TASK GOAL: Extract all records. Keep each one exact.

┄┄┄┄┄┄┄┄┄┄┄┄┄┄┄┄┄┄┄┄

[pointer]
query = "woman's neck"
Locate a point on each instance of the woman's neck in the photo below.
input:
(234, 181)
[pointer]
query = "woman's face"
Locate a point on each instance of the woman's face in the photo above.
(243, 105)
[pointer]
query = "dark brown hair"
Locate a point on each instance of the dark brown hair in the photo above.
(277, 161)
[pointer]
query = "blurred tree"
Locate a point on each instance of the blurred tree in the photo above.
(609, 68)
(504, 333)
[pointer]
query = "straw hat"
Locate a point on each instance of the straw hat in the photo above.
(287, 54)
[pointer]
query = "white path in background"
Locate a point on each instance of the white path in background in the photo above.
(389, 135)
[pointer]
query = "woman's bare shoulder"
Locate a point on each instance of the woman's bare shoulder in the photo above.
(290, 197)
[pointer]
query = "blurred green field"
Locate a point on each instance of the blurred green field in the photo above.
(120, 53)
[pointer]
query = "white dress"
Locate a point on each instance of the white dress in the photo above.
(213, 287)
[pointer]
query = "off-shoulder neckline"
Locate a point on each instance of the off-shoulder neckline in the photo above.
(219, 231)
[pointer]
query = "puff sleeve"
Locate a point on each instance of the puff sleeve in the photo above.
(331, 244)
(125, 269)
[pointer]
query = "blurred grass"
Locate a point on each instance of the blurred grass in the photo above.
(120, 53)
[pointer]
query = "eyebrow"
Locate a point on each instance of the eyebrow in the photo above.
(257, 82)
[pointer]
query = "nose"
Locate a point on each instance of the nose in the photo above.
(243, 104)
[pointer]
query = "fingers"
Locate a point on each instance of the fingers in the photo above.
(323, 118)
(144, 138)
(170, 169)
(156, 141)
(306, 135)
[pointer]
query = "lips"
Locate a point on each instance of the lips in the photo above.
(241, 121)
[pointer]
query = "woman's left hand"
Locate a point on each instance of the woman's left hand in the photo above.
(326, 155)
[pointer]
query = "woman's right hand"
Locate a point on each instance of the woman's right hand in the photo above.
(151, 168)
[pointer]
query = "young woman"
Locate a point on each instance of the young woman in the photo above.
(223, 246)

┄┄┄┄┄┄┄┄┄┄┄┄┄┄┄┄┄┄┄┄

TASK RESULT:
[pointer]
query = "woman's neck"
Locate a point on each instance of the woman's neck in the photo below.
input:
(234, 181)
[pointer]
query = "woman's face"
Locate a point on each instance of the woman's face in the photo above.
(243, 105)
[pointer]
query = "dark brown hair"
Locate a point on each instance of the dark brown hair in the photo above.
(277, 161)
[pointer]
query = "blurred tree"
Locate a point on each instance of the blurred tree in the photo above.
(609, 68)
(504, 333)
[pointer]
query = "straw hat"
Locate a point on each instance of the straw hat in the photo above.
(287, 54)
[pointer]
query = "white path in background"
Locate a point on each instance of the white path in background in the photo above.
(389, 135)
[pointer]
query = "woman's bare shoulder"
Locate a point on each instance of the woman's bare shoulder in the photo above.
(290, 197)
[pointer]
query = "blurred green field"
Locate a point on each instance of the blurred green field in the photo above.
(120, 53)
[pointer]
query = "white dress"
Locate a point on each instance of the white dress in the photo above.
(213, 287)
[pointer]
query = "off-shoulder neckline"
Locate a point on each instance of the off-shoulder neckline in the photo above.
(219, 231)
[pointer]
query = "puff sleeve"
Locate a point on each instance of the puff sleeve in the photo above.
(331, 244)
(125, 269)
[pointer]
query = "blurred grass"
Locate a point on each instance of the blurred grass in the photo above.
(120, 53)
[pointer]
query = "eyebrow"
Locate a point on each instance of the eyebrow in the photo above.
(257, 82)
[pointer]
query = "nose"
Locate a point on each instance of the nose in the photo above.
(243, 104)
[pointer]
query = "fingers"
Locate a point on each instance of the fingers in the photo above.
(323, 118)
(144, 138)
(170, 169)
(156, 141)
(306, 135)
[pointer]
query = "lips"
Locate a point on each instance of the lips in the photo above.
(241, 121)
[pointer]
query = "woman's left hand"
Locate a point on each instance of the woman's left hand in the photo above.
(326, 155)
[pointer]
query = "woman's right hand"
Locate a point on each instance of the woman's right hand in the photo above.
(151, 168)
[pointer]
query = "young woman"
Locate a point on each instance of the young woman in the photo above.
(223, 246)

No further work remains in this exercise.